_Required actions:_
1. Name every store or retail chain that the post about leaving California mentions by name.
2. Continue the post about leaving California from where it stops.

_Document section:_
|---|

What I'll miss about CA...and what I won't
After almost three years in Orange County, we're moving back to the East Coast! And, what I've come to learn is the best coast, in my opinion. Sure, California is gorgeous - really gorgeous - but, my heart is back east. Luckily, my husband agrees. However, that doesn't mean that I won't miss certain things about Cali - it's where Owen was born, after all. And, it also doesn't mean that certain things about The OC don't irritate me more than sand in my shoes. Here are some other thangs, in no particular order.
Duh. The weather. But, you know what? Ever see the movie Groundhog Day will Bill Murray? It's like that. Often, I found myself praying/wishing/hoping/dancing/meditating for a rainy day. Not just for drought purposes, either...just to break up the monotony. And to provide a lil' damp relief to some of those leather faces you see 'round these parts.
Being able to buy wine in grocery stores - AND CVS. This is just uber convenient. Deodorant and Riesling, FTW.
Nearly ALL of the homes are 50 shades of brown. If you go closer to the coast, they're mostly all shades of cream. With brown roofs. Those are your choices. I think it's a law or something. I'm serious, by the way - it really might be.
Sprouts. It's basically the cutest little Cali version of Whole Foods. Which, we also have. Everyone here is alllll about "organic this and organic that"...and I've happily been recruited as a member of that cult. But, that doesn't mean I won't indulge in a jar of Tostitos Salsa Con Government Queso.

|---|

_Entries provided:_
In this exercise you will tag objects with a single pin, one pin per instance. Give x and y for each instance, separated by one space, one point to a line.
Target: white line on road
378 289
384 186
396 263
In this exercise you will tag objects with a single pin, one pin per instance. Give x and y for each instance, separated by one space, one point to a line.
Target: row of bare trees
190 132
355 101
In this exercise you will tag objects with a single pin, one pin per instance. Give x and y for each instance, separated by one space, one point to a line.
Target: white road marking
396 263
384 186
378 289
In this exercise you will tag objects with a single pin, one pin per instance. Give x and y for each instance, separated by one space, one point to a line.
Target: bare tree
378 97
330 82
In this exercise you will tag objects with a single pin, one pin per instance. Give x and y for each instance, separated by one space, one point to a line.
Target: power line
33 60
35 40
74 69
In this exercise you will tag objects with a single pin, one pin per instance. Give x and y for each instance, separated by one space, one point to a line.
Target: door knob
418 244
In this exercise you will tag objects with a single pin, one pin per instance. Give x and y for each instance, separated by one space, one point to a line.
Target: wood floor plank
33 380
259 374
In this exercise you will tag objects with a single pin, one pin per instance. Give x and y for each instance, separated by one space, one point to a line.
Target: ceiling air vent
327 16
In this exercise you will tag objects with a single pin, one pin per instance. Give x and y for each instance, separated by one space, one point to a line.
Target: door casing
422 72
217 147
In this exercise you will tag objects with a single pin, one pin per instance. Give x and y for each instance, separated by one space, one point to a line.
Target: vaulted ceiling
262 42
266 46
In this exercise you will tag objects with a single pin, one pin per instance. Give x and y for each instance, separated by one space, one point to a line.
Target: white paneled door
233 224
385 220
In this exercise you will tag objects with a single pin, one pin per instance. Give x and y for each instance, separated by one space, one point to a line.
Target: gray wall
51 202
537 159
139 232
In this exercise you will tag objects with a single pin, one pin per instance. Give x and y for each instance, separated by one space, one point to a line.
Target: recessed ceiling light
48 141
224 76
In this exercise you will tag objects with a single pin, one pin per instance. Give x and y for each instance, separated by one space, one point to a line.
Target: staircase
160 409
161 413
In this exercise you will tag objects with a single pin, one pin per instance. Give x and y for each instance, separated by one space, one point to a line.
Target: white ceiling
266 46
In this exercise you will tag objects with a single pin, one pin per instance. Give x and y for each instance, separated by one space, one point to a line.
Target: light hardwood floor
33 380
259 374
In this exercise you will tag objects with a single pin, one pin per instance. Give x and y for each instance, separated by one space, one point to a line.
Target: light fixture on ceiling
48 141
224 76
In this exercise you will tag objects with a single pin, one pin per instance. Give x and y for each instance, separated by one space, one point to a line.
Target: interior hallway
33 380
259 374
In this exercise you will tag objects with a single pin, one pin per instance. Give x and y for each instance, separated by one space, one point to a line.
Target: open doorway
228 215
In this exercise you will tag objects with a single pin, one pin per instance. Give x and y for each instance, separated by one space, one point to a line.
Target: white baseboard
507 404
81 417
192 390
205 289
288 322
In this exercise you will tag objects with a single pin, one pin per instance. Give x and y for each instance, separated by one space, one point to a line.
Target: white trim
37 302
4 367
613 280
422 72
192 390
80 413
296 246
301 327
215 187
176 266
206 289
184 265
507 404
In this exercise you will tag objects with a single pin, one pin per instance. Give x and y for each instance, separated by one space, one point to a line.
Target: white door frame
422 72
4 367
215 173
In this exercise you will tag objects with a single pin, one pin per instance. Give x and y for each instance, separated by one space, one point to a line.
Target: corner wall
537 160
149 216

|---|

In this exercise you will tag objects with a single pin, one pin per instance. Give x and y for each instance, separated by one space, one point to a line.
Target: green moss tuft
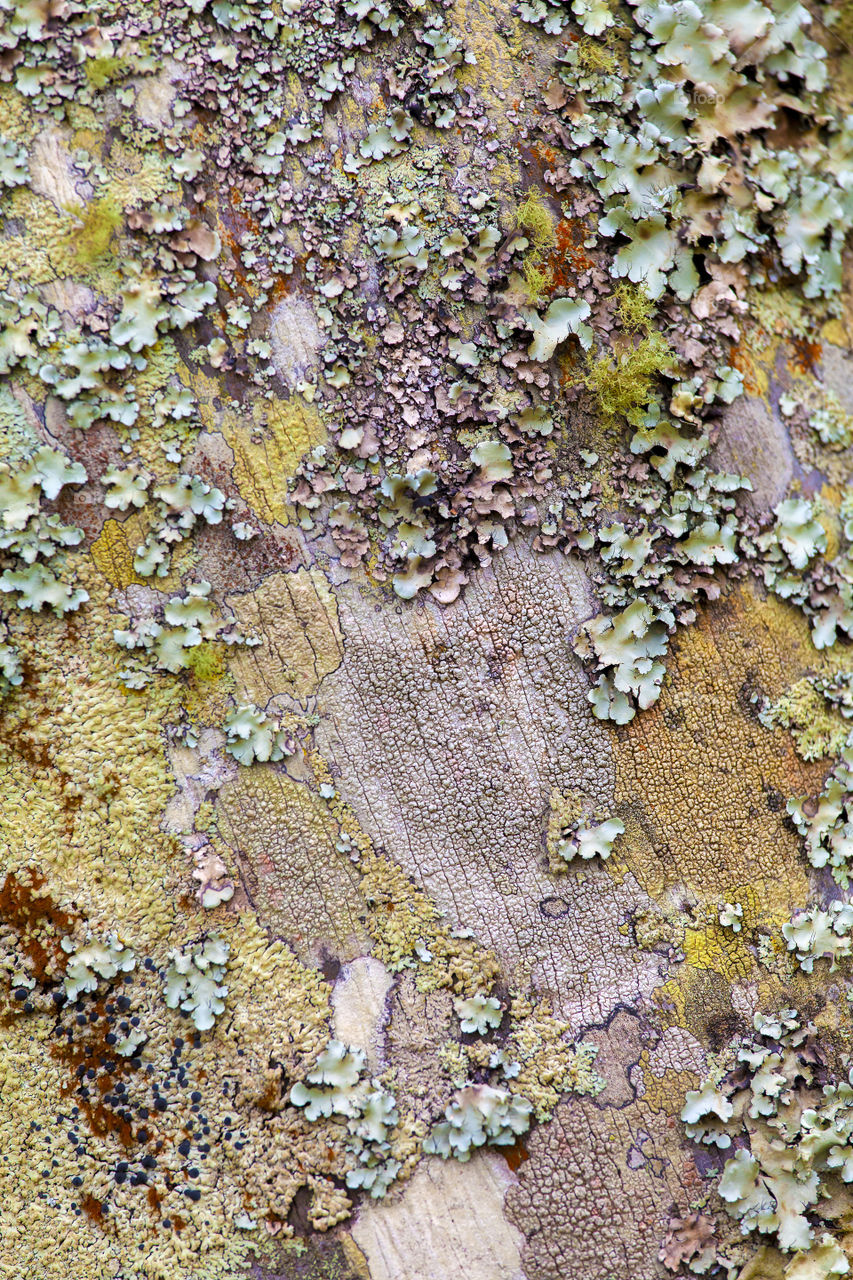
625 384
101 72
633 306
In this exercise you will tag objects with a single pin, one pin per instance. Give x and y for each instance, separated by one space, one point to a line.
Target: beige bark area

|---|

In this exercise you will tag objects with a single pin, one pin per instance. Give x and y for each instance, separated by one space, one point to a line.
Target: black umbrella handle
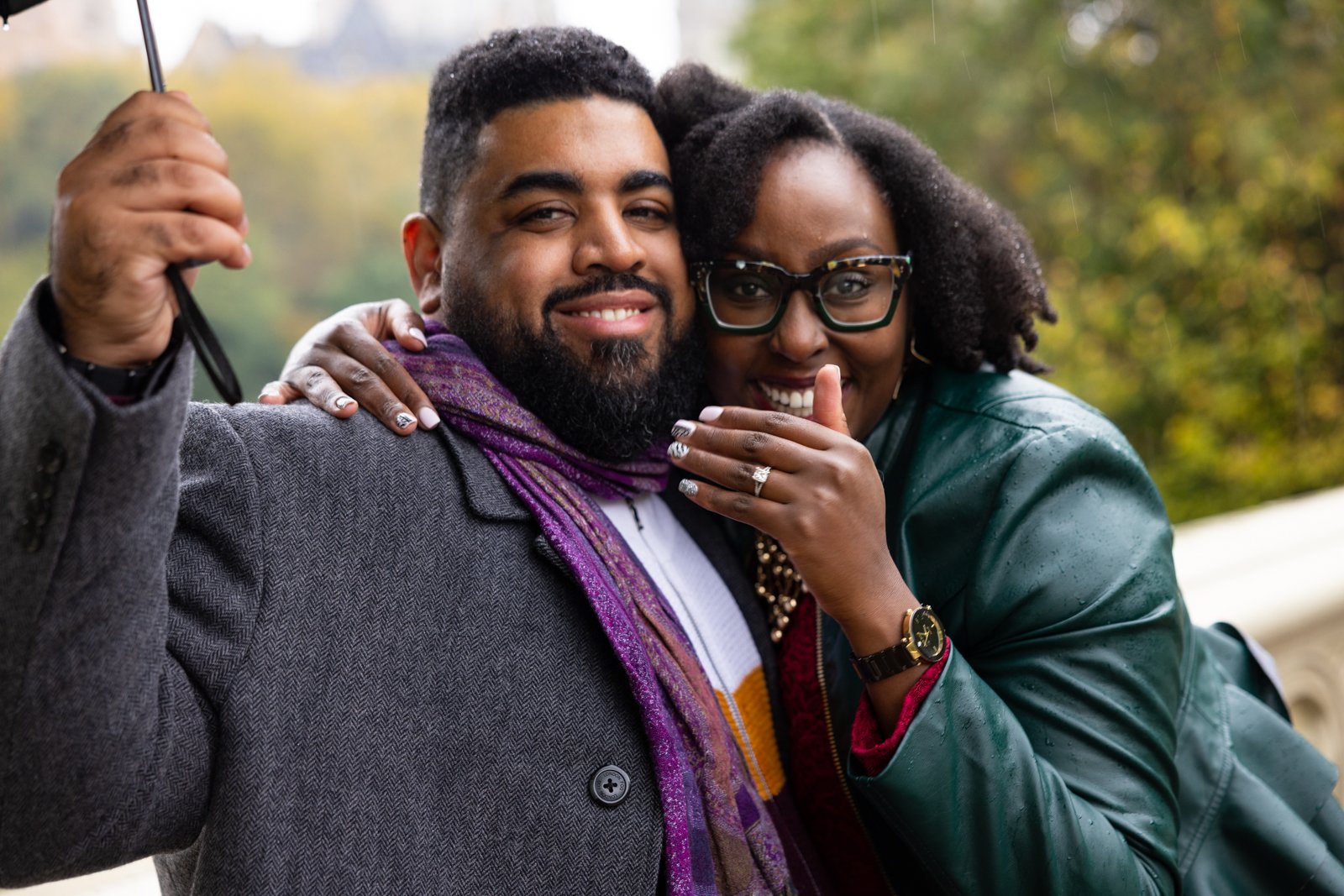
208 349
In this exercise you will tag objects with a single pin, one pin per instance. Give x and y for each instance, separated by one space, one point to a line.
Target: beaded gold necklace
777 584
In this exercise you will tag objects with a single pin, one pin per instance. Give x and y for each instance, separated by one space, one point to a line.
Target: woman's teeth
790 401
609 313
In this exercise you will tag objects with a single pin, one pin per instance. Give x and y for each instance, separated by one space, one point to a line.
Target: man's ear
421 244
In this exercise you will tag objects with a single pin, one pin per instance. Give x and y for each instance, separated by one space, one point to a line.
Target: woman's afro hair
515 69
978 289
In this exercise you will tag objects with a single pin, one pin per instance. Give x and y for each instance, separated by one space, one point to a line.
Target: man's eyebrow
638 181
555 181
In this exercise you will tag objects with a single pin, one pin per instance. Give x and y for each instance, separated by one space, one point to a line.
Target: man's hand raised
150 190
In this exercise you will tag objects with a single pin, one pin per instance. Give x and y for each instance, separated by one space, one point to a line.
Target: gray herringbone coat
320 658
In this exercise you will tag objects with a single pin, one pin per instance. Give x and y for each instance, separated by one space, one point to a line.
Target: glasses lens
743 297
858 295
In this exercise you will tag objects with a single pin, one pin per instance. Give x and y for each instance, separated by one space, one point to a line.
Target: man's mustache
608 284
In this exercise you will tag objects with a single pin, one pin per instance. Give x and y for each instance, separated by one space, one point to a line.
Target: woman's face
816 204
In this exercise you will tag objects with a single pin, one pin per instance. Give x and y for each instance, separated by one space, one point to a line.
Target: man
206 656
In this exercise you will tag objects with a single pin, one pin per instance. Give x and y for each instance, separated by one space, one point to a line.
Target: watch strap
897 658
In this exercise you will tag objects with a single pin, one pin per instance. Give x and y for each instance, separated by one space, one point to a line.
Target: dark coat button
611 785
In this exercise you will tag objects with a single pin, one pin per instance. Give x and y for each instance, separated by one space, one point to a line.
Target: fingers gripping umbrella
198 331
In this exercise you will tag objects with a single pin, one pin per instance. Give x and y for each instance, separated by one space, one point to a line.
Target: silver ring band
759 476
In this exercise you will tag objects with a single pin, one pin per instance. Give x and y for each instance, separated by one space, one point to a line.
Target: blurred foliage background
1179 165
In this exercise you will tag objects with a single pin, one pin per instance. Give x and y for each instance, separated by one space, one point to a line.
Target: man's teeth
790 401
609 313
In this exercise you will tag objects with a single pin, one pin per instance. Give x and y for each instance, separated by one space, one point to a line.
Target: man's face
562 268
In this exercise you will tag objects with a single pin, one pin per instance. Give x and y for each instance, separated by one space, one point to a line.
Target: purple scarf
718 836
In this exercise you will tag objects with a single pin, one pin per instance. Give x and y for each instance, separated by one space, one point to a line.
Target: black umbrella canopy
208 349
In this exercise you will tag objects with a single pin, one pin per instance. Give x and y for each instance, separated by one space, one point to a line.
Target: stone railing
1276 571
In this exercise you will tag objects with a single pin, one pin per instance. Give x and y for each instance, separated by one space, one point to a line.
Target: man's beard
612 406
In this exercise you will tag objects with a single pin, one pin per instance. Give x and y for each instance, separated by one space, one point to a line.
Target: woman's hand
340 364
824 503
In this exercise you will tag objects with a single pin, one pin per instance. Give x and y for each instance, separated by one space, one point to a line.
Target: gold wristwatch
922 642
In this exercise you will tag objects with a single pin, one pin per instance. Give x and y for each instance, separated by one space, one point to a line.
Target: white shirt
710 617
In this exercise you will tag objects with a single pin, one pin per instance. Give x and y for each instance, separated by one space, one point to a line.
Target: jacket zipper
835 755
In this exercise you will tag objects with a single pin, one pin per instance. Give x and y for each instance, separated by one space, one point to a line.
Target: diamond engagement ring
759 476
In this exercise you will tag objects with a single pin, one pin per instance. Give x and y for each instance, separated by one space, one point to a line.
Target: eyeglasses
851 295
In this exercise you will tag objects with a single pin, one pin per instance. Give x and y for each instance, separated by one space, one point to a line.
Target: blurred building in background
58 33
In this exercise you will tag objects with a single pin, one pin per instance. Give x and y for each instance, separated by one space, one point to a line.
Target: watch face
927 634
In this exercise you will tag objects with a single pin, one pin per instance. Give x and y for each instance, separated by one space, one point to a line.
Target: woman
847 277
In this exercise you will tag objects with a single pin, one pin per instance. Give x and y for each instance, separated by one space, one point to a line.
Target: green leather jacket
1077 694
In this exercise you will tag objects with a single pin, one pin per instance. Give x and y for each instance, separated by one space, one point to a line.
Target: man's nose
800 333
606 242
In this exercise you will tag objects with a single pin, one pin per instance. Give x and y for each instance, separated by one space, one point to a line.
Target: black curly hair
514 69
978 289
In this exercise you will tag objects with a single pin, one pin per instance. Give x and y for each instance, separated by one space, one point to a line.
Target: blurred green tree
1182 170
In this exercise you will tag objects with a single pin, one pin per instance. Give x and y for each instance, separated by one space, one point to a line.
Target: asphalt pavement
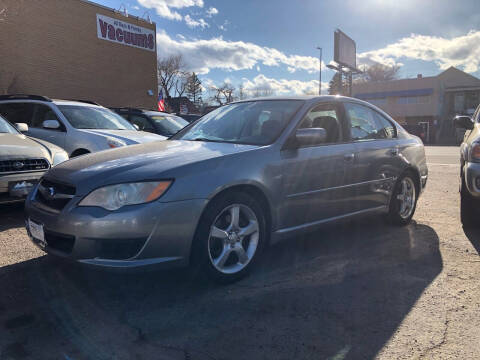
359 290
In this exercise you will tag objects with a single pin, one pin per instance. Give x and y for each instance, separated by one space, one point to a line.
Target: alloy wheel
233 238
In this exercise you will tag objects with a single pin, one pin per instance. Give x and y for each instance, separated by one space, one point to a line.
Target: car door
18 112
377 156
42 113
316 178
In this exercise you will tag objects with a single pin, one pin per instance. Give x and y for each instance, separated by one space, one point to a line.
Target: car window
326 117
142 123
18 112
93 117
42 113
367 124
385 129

|---|

_Responses to the tasks:_
1. CVS, Sprouts, Whole Foods

2.
A lot of peeps here are rude and snobby as all hell. I know you probably can't imagine that people who live a few miles from the most beautiful beaches would be anything less than happy, smiley and all "chill, bruh." But, it's true. Best example: When shopping in a store, and someone wants/needs to get by you, they don't pipe up and say "excuse me" - they just WAIT. They literally wait for you to feel their eyes staring, and their presence looming over you until you acknowledge their existence and move by without a word said by either of you. Then, when you move your cart/body so they can pass, they do so as if they were entitled to not have you there in the first place. I SWEAR THIS HAPPENS ALL THE TIME. Welcome to Orange County. It took me a while to realize this coldness was apparently OC custom, but I refuse to conform, so I still say "excuse me" when I need to get by someone, or even if I simply walk in front of someone staring at grocery store shelf. I mean, it's not hard to be polite. /rant that has been building for three years. Whew. That felt good.
*big inhale...aaand exhale* OK, moving on.
The worst pizza in the world is Californian. It's either too doughy or like cardboard. And, it's carbs so it's like, taboo to eat pizza here anyway. And, bagels? HAHAHAHA. You're clearly a rabid animal if you eat those.
Conversely, the best produce and seafood exists here. Except, I'm hesitant about the local seafood because I read there's a nuclear reactor slowly leaking somewhere off the coast of Japan and I find it suspicious that all these seals are always getting sick and coming to our shores, acting weird. Sad. So, I honestly haven't had fish in almost two years.
Everyone is blonde. I'm not.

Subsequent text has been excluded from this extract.